[Begin PASSAGE SHOWN]
However, he has pledged loyalty to Umno despite calls to quit his Gua Musang seat and his division leadership. The opposition Pakatan Rakyat has privately urged him to join them but he has declined the offer.

http://www.themalaysianinsider.com/index.php/malaysia/57168-only-political-change-can-bring-economic-reforms-says-ku-li


Read the full speech here:


The leap we need to make — Tengku Razaleigh Hamzah

MARCH 23 — James Puthucheary lived what is by any measure an extraordinary and eventful life. He was, among  other things, a scholar, anti-colonial activist, poet, political economist and lawyer.
The thread running through these roles was his struggle for progressive politics in a multiracial society. His actions were informed by an acute sense of history and by a commitment to a more equitable and just Malaysia.
James was concerned about economic development in a way that was Malaysian in the best sense. His thinking was motivated by a concerned for socioeconomic equity and for the banishment of communalism and ethnic chauvinism from our politics.
The launch of the Second Edition of this collection of James Puthucheary’s writings, “No Cowardly Past”, invites us to think and speak about our country with intellectual honesty and courage.
Let me put down some propositions, as plainly as I can, about where I think we stand.
1. Our political system has broken down in a way that cannot be salvaged by piecemeal reform.
2. Our public institutions are compromised by politics (most disturbingly by racial politics) and by money. This is to say they have become biased, inefficient and corrupt.
3. Our economy has stagnated. Our growth is based on the export of natural resources.  Productivity remains low. We now lag our regional competitors in the quality of our people, when we were once leaders in the developing world.
4. Points 1) -3), regardless of official denials and mainstream media spin, is common knowledge. As a result, confidence is at an all time low. We are suffering debilitating levels of brain and capital drain.
Today I wanted to share some suggestions on how we might move the economy forward, but our economic stagnation is clearly not something we can tackle or even discuss in isolation from the problem of a broken political system and a compromised set of public institutions.
This country is enormously blessed with talent and natural resources. We are shielded from natural calamities and enjoy warm weather all year round. We are blessed to be located at the crossroads of India and China and the Indonesian archipelago.
We are blessed to have cultural kinship with China, India, the Middle East and Indonesia. We attained independence with an enviable institutional framework.
We were a federation with a Constitution that is the supreme law of the land, a parliamentary democracy, an independent judiciary, a common law system and an independent civil service. We had political parties with a strong base of support that produced talented political leadership.
We have no excuse for our present state of economic and social stagnation. It is because we have allowed that last set of features, our institutional and political framework, to be eroded, that all our advantages are not better realized.
So it makes little sense to talk glibly about selecting growth drivers, fine-tuning our industrial or trade policy, and so on, without acknowledging that our economy is in bad shape because our political system is in bad shape.
[End PASSAGE SHOWN]
### WRITTEN INSTRUCTION 1:
According to the speech, why does it make little sense to talk about selecting growth drivers or fine-tuning industrial and trade policy?
[Begin PROVIDED RECORDS]
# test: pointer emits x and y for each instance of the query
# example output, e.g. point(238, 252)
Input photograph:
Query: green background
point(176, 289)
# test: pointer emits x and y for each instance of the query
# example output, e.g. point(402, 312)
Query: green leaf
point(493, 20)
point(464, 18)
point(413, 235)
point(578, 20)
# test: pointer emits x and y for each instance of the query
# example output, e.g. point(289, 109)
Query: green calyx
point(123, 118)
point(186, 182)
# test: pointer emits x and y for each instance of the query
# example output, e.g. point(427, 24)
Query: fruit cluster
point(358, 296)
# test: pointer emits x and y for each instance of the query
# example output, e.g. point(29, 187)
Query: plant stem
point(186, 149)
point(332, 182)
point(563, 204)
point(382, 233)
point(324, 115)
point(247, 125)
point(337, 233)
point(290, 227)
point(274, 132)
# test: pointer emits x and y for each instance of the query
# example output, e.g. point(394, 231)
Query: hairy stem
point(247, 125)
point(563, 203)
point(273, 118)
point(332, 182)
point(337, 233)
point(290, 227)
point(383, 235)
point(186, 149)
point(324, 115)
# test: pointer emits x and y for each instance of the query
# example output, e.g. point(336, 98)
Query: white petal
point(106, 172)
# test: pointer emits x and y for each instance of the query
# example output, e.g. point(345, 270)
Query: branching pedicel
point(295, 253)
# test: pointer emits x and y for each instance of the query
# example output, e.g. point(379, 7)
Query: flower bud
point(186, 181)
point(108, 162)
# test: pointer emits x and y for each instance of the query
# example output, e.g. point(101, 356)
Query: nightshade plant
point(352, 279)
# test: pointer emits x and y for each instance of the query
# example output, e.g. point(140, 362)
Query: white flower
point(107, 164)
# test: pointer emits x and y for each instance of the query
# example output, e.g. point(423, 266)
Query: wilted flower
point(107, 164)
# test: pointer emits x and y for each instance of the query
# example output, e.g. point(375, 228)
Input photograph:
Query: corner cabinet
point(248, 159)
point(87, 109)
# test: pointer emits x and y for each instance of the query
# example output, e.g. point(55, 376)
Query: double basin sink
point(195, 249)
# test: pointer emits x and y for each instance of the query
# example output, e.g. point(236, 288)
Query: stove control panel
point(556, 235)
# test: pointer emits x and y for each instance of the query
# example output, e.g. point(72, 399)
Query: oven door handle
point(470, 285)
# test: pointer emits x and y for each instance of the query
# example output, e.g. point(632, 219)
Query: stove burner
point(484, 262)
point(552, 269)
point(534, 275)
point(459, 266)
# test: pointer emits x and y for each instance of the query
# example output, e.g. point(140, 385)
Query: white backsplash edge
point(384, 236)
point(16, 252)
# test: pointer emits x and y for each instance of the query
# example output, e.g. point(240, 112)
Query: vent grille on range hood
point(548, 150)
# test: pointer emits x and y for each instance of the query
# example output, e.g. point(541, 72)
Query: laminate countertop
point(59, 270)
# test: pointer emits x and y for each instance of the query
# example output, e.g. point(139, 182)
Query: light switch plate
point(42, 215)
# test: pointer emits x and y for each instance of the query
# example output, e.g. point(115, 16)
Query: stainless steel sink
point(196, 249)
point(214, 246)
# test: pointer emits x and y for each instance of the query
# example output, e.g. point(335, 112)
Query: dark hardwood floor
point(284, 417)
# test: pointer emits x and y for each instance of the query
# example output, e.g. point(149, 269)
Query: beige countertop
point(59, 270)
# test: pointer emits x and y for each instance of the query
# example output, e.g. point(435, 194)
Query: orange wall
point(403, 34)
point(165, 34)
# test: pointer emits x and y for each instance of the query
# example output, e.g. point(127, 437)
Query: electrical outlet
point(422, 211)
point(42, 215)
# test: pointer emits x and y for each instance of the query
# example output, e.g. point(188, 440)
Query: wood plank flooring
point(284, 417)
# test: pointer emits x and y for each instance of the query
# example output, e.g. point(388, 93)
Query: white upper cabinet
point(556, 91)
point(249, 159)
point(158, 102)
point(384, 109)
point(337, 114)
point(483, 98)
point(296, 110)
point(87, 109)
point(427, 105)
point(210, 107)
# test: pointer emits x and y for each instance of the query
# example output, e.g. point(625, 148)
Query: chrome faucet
[End PROVIDED RECORDS]
### WRITTEN INSTRUCTION 2:
Pull out every line of the records that contains the string "plant".

### EXERCISE OUTPUT 1:
Because the economy is in bad shape as a result of a political system that is in bad shape. Economic stagnation can't be tackled, or even discussed, apart from the broken political system and the compromised public institutions.

### EXERCISE OUTPUT 2:
Query: plant stem
Query: nightshade plant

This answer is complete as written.